### What you are asked to do
Reproduce everything in the excerpt on evangelicals and same-sex marriage from "Are evangelicals who" down to "is dead wrong.".

Are evangelicals who support civil marriage for same-sex couples watering down their faith to adapt to secular society? Not at all. Instead, we’re making a distinction between theology and politics, says Robertson.
Not true. First of all, sex is not a right, gay or straight. Sex is a gift, given to some, withheld from others. Nowhere in Scripture is it suggested that there is an alternative to sex in marriage between a man and a woman. As C.S. Lewis wrote in his book on Christian Behavior, “Either marriage, with complete faithfulness to your partner, or else total abstinence.” Robertson, therefore, is dead wrong.
“Many evangelicals believe the Bible describes same-sex relationships as sinful; others disagree. Regardless of whether we believe that God views these relationship or sinful or not, our particular Christian definition of marriage shouldn’t dictate the definition of marriage in a pluralistic and religiously diverse society such as ours,” writes Robertson.

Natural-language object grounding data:
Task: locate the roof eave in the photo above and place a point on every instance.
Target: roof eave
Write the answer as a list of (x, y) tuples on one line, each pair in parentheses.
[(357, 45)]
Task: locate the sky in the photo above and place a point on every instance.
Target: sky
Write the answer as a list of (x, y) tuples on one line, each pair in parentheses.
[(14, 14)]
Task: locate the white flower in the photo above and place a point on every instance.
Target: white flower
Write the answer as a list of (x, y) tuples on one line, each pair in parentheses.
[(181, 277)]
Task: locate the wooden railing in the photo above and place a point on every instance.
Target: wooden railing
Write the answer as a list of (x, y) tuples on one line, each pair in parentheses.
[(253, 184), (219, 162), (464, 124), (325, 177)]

...

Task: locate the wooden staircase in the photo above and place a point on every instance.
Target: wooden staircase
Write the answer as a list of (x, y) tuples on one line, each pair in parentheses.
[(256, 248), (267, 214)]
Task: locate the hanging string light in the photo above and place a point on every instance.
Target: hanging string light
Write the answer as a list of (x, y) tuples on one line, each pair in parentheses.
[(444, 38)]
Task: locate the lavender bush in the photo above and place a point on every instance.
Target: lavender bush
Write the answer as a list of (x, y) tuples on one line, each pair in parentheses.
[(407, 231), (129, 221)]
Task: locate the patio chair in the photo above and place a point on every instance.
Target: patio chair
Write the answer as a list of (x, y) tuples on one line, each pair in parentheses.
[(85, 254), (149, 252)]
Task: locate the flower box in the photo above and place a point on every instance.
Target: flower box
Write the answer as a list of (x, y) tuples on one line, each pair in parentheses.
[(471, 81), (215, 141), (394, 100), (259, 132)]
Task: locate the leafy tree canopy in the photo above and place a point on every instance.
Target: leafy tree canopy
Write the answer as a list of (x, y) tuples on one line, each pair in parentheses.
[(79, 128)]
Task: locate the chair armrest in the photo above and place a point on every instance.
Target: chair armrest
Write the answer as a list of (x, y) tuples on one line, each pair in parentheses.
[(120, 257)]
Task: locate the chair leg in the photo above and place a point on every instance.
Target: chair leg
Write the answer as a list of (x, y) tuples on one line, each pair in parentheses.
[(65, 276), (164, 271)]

### Expected answer
Are evangelicals who support civil marriage for same-sex couples watering down their faith to adapt to secular society? Not at all. Instead, we’re making a distinction between theology and politics, says Robertson.
Not true. First of all, sex is not a right, gay or straight. Sex is a gift, given to some, withheld from others. Nowhere in Scripture is it suggested that there is an alternative to sex in marriage between a man and a woman. As C.S. Lewis wrote in his book on Christian Behavior, “Either marriage, with complete faithfulness to your partner, or else total abstinence.” Robertson, therefore, is dead wrong.